Input data.
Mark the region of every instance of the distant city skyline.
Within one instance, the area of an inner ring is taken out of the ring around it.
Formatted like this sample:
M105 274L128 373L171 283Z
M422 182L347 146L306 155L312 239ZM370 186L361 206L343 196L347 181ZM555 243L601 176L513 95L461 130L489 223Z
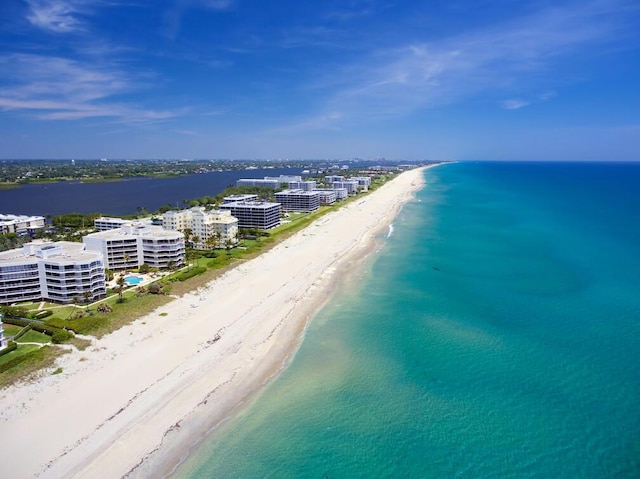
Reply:
M0 159L640 161L629 0L5 0Z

Problem requirements. Your answer should be every line above that contains the word "instance".

Result.
Mark the region of every instance of the distant city skyline.
Within one instance, the area of an inner ring is taken out of the ring around it.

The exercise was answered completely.